- **Data lines**
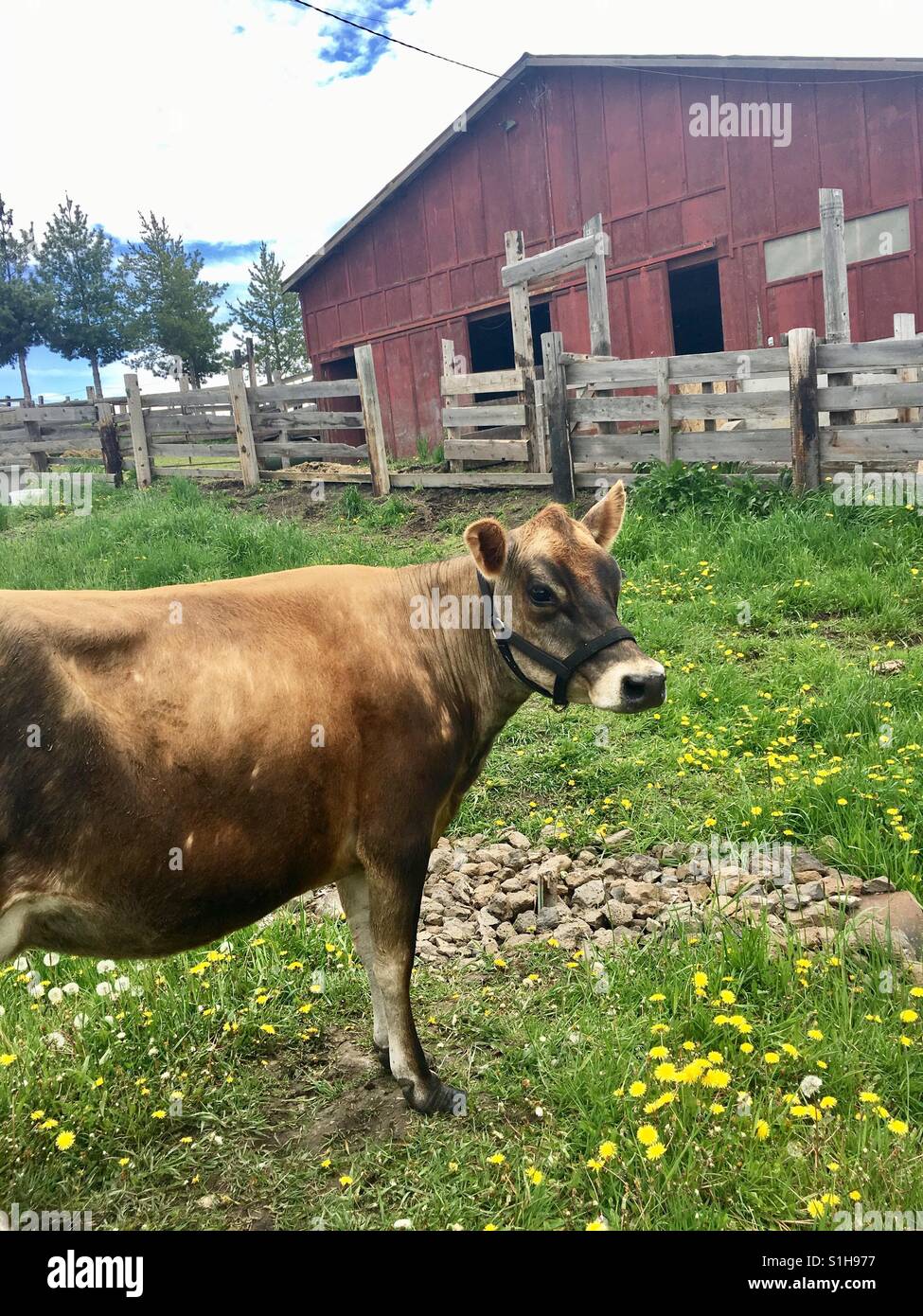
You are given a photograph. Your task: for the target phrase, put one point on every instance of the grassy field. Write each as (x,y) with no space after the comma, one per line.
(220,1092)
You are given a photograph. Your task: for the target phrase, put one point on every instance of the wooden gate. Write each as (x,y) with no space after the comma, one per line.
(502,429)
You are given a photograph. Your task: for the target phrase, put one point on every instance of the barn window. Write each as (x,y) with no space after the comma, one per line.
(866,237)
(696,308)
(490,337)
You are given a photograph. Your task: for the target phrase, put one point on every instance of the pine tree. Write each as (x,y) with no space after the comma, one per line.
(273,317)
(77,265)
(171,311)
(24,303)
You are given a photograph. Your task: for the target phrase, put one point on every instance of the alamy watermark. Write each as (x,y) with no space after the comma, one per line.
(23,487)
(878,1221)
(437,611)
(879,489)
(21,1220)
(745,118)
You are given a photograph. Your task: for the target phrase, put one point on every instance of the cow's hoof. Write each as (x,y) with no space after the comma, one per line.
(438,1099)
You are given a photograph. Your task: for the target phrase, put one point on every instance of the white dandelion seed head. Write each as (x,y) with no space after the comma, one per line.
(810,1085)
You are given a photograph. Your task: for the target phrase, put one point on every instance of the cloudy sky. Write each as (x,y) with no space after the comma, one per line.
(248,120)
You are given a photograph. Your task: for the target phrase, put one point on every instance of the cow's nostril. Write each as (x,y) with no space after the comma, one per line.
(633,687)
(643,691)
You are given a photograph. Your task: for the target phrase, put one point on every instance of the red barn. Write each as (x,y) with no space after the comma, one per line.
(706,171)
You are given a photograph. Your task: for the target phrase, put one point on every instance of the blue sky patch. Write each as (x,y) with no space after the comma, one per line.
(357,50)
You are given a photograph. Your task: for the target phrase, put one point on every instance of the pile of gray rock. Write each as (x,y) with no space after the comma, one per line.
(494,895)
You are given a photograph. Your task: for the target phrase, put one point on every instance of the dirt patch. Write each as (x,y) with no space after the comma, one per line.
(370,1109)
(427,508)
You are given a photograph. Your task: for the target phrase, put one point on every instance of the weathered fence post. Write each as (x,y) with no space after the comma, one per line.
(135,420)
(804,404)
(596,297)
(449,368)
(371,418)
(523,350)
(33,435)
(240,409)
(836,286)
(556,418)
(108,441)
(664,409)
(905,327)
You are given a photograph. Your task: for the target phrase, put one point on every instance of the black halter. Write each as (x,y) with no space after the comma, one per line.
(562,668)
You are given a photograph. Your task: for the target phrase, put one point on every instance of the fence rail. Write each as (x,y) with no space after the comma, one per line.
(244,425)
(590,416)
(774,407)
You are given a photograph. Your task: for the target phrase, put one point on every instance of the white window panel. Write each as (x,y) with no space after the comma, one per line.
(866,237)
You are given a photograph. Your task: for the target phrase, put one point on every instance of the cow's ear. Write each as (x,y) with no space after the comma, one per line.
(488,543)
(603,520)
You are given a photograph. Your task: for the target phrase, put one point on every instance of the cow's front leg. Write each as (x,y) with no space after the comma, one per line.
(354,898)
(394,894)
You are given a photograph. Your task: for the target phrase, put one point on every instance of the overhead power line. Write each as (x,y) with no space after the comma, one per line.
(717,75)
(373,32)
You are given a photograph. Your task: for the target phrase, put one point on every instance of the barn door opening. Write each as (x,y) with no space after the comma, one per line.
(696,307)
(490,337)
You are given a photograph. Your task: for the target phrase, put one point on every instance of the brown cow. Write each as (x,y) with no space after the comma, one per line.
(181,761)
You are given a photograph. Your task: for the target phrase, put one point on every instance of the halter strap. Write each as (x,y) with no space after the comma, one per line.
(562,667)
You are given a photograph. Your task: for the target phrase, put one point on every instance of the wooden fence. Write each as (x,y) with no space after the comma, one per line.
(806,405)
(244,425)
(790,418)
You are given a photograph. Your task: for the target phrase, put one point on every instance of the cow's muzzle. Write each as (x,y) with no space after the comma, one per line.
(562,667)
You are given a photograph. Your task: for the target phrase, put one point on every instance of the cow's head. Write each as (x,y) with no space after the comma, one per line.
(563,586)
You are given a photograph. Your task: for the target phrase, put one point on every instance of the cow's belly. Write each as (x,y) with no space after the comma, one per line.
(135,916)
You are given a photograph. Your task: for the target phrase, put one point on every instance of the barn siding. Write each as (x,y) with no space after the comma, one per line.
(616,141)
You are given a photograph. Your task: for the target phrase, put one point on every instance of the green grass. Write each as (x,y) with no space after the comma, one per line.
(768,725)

- **What is expected**
Write out all of the material above again, switching every "photograph" to "image" and keeping everything else the same. Leave the pictures out of your answer.

- **Finished exercise**
You are given a image. Your task: for the target phrase, put one point on every instance of the grassy field. Write each as (x,y) with no space after the comma, one per line.
(220,1092)
You are given a image. Your task: for the target phrase, put one point on every instance of the wooden gate. Write each as (x,y) with no space after the comma, one per line.
(502,429)
You are given a image. Your task: for the target phrase, put one point on every instance of the barn window. Write each as (x,y) with no space after the comma, one per line.
(866,237)
(696,308)
(490,337)
You are given a image. Your task: for the target phrase, put one point on every instance of the pine tree. Write each as (x,y) with no space after the comma, one per line.
(273,317)
(77,265)
(171,311)
(24,303)
You are given a image. Your task: for the target phrase, put one point on every instance of the alamy watermark. Write each as (x,y) with no space after the comma, one per line.
(23,487)
(878,1221)
(437,611)
(879,489)
(21,1220)
(745,118)
You are given a image. Your task: for the target phrase, put one point on every instance of the cow's hoof. Write each as (x,y) with no space after the comma, one per line.
(438,1099)
You are given a image. Your task: for the target phrase, put one point on every instance of the white dandelion seed head. Write each as (x,y) with no space after the comma, one per line.
(810,1085)
You are given a image. Your task: for the target phrase, put one point on every instance of the cloudy sky. Write each as (x,y) with no space after the comma, one per line.
(248,120)
You are given a image. Your task: for the target phrase, put one point on every instance of the cow's nostril. Write each as (x,y) with no space after the comma, one per line.
(633,687)
(643,691)
You are given a image. Your task: for the target phrase, put one point on every instance of the red barn. Write each as (x,y) with no space after the comma, one per line.
(706,171)
You are given a image. Your task: for the target phrase, put one point on every instance of the blue sky patch. Write each as (x,y) with no space after the comma, one per line.
(357,50)
You are given a image. Your task: for the target phrase, put one point on every instance of the pile of gray rock. Write each as (x,y) with no space after the comma, one per line.
(494,895)
You are given a image. Your task: for the target phrase, put one point on every instance of the dirt patch. Write each as (x,y) with no space after the comma, one per line.
(370,1109)
(427,508)
You are given a image. Your task: for the target phrase, put one point on every instance of the weathered fence post. Write each as (x,y) with no space after the comma, one per line.
(135,420)
(804,404)
(596,297)
(449,368)
(371,418)
(523,350)
(33,435)
(240,409)
(836,286)
(556,418)
(108,441)
(664,409)
(905,327)
You are given a image. Your task: for the target phrase, put one point on every instance of the black halter. Write each as (x,y) with no space after the comma, one per line.
(562,668)
You are given a image. Your task: for the target phrase, put one point on every instance of the fence rail. Write each as (x,y) with no space after the comma, one per line.
(244,425)
(590,416)
(774,407)
You are given a image. Your task: for the target phrase, put one point on every instance of the white window panel. Write each as (x,y) with no space after the comma, one per line.
(866,237)
You are given a image. Your task: for the target phrase, put one point on every instance of the cow's ear. Write each as (x,y) with no space after the comma, one per line.
(488,543)
(603,520)
You are given a image. Your task: for the target phrase, put one point on every instance of the cow's front leg. Write each as (x,y) with no space after the comma, one per line.
(354,898)
(394,894)
You are given a image. Your task: for the target phrase, put one point on every instance of the overhead power line. Write each as (x,y) with no space after the comma, one per line.
(717,75)
(373,32)
You are given a image. Your task: for the target phrase, put one point on every instance of the barn door opening. Write each as (x,y) with no space after the comma, one per line.
(696,307)
(490,337)
You are given a image. Your task: for the target phrase, put one point on every instance of the brown cow. Write each as (x,y) with no space after the comma, one per line.
(181,761)
You are given a image. Your task: for the target phrase, put one point on every instance of the halter strap. Write each as (x,y) with no space after the comma, one per line.
(562,667)
You are given a image. Your task: for the target phrase, put one point on every instance of the wooden fence. Write each as (x,y) with no space after the comma, one per line.
(806,405)
(244,425)
(790,418)
You are given a image. Your task: for the target phrase, put one point on every instance of the cow's muzzle. Write each as (x,y) with no space after the comma, one per line.
(562,667)
You are given a image. Your task: for the target phrase, put one point on every instance of the cow's head. Write each as (x,y) with no space after the comma, one per line.
(563,586)
You are given a image. Your task: for the target phrase, put one point on every instance of the cow's belly. Write each as (x,y) with no space after the comma, one per line.
(135,916)
You are given a image. Your task: for the target phrase, put one point on every instance of the barn siding. Write each as (x,y) with no space after the comma, one per line.
(616,141)
You are given a image. Your task: for the target phrase, put one point on every instance of the green grass. Write each as (x,y) with no space after the comma, one per line.
(768,725)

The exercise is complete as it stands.